-- BEGIN SUPPLIED ENTRIES --

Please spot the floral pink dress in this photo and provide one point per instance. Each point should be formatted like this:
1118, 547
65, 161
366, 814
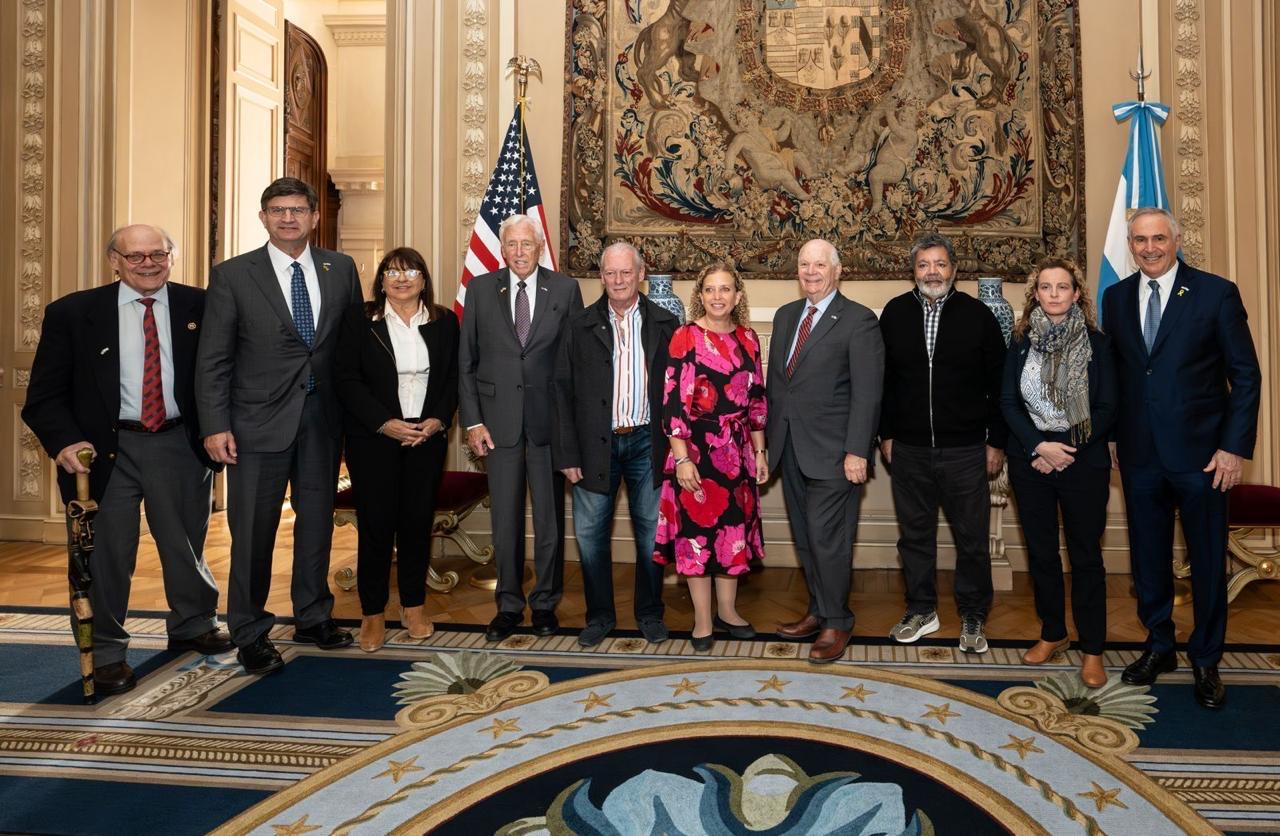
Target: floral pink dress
713, 398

-- END SUPPLIED ENTRIES --

REQUIRED WORK | Format every line of the entries above as a JSON list of strings, one string per line, skipping blank lines. Leave the pictures out.

FULL ANSWER |
[
  "Please spot the floral pink dress in this photo and provide one point per instance. Each point should be formatted like this:",
  "1118, 547",
  "65, 161",
  "366, 814",
  "Target: floral pink dress",
  "713, 398"
]